+++ TEXT PASSAGE

In this exciting journey into building a FORTH language from scratch, today we'll say goodbye to the cumbersome manual process of writing headers in our assembly code. We'll create a way to embed values inside words' definitions and unlock the posibility to branch in our FORTH code. Finally we'll define some basic memory manipulation words.
So far, we've been writing manually the headers of each of our FORTH words, for example:
h_PLUS
FDB h_PUSH1
FCB 1, "+"
do_PLUS
[...]
h_DUP
FDB h_PLUS ; link to the header of PLUS
FCB 3, "DUP"
do_DUP
[...]
But doing so is very impractical. First we need to take great care of correctly linking every header to the previous one: notice how the first field in the header of DUP
is a link to the address of the header for PLUS. Similarly, PLUS
starts with a link to the previous word, PUSH1
. Remember the structure of the FORTH dictionary is a linked list of words.

++++++

(TASKS FOR THIS EXERCISE)
A – Decide whether each statement below agrees with the passage on building a FORTH. For each, answer yes or no and quote the deciding words from the passage.
(i) The FORTH dictionary is structured as a linked list of words.
(ii) The first field in the header of DUP links to the header for PUSH1.
(iii) Up to this point, the headers of the FORTH words have been written by hand.
B – In the passage on building a FORTH, what kind of words will be defined last?
C – Rewrite the passage on building a FORTH from "In this exciting" up to and including "memory manipulation words.", substituting "tedious" for "cumbersome".

+++ PROVIDED MATERIAL

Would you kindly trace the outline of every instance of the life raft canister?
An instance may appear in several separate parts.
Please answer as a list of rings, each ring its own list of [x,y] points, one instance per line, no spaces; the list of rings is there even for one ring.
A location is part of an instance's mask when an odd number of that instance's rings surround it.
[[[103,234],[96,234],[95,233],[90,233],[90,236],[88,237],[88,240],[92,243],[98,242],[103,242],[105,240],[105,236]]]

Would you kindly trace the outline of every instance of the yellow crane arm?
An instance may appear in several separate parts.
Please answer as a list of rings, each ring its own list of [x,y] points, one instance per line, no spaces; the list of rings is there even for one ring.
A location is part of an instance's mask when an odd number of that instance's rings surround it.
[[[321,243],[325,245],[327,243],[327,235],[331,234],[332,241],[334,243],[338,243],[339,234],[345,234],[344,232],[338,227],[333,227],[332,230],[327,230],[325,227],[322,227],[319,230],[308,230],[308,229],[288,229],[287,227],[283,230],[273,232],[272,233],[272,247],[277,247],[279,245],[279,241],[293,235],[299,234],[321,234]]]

++++++

(RESPONSES IN ORDER)
A –
(i) Yes: "Remember the structure of the FORTH dictionary is a linked list of words."
(ii) No: "is a link to the address of the header for PLUS"
(iii) Yes: "So far, we've been writing manually the headers of each of our FORTH words"

B – Some basic memory manipulation words.

C –
In this exciting journey into building a FORTH language from scratch, today we'll say goodbye to the tedious manual process of writing headers in our assembly code. We'll create a way to embed values inside words' definitions and unlock the posibility to branch in our FORTH code. Finally we'll define some basic memory manipulation words.